(Image-grounded pointing data)
=== Section Start ===

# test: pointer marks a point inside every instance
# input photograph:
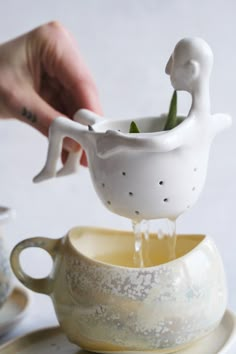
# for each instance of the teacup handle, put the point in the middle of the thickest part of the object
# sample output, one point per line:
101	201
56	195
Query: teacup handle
42	285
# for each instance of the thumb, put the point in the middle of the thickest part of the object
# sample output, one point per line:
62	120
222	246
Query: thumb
39	114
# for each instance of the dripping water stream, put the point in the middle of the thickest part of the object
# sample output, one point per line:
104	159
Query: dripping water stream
141	229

=== Section End ===

Task objective:
Output the lines above in full and exactly. Leave out every picture.

Task answer:
# test: pointer marks a point inside every instance
# input photograph:
# for each instance of the teacup handle, put the point in the middle of the thickest part of the object
# sample output, one point per line:
101	201
56	195
Query: teacup handle
42	285
# for each instance of the thumb, put the point in the middle of the thickest part of the object
# sample output, one point per line:
62	120
222	246
Query: thumb
39	114
# for each instance of the dripping water stream, put the point in the middle of the thickest part of the object
# sample output, one point per line:
104	159
Query: dripping water stream
141	229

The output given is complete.